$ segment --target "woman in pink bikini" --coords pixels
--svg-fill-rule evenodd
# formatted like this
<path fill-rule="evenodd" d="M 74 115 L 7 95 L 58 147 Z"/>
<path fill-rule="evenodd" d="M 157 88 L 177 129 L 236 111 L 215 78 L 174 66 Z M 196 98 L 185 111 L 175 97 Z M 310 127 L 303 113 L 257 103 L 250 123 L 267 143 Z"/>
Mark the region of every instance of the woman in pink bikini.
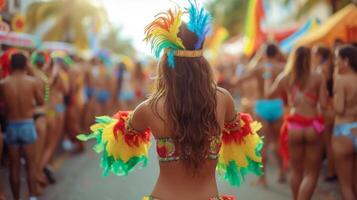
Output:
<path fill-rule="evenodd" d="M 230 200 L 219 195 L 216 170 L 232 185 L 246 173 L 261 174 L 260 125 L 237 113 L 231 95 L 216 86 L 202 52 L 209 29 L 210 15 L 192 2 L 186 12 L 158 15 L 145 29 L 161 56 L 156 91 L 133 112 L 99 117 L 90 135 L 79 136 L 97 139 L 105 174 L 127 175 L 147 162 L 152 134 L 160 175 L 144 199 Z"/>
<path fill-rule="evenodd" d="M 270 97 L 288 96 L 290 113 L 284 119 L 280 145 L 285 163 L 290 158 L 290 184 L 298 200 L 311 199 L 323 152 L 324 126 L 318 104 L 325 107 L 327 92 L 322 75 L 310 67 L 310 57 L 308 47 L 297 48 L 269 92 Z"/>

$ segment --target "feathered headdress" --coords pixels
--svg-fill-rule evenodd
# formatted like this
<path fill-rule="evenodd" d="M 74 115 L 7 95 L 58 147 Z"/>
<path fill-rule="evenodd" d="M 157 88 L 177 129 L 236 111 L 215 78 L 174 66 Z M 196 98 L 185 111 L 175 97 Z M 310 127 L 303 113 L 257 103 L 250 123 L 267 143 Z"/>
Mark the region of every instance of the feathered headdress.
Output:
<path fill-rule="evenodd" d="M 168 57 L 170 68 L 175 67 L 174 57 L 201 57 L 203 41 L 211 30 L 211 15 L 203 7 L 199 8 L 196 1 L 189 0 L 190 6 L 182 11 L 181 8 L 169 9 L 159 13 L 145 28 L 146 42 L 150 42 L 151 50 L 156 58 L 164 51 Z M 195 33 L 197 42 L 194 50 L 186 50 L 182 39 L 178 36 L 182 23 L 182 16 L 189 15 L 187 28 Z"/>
+++++
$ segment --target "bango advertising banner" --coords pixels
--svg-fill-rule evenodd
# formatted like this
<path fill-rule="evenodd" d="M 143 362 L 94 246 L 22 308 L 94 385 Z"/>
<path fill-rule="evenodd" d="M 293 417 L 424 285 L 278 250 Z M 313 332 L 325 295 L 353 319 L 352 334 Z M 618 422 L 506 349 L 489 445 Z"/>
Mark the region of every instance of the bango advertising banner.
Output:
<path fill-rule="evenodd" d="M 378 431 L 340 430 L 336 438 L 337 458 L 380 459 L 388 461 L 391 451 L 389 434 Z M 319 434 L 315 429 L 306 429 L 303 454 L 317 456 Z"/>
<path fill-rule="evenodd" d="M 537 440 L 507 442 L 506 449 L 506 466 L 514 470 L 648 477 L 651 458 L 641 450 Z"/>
+++++
* [WHAT TO WORK ON]: Report how many lines in the records above contain the string "region". Give only the number.

* [TASK ANSWER]: 3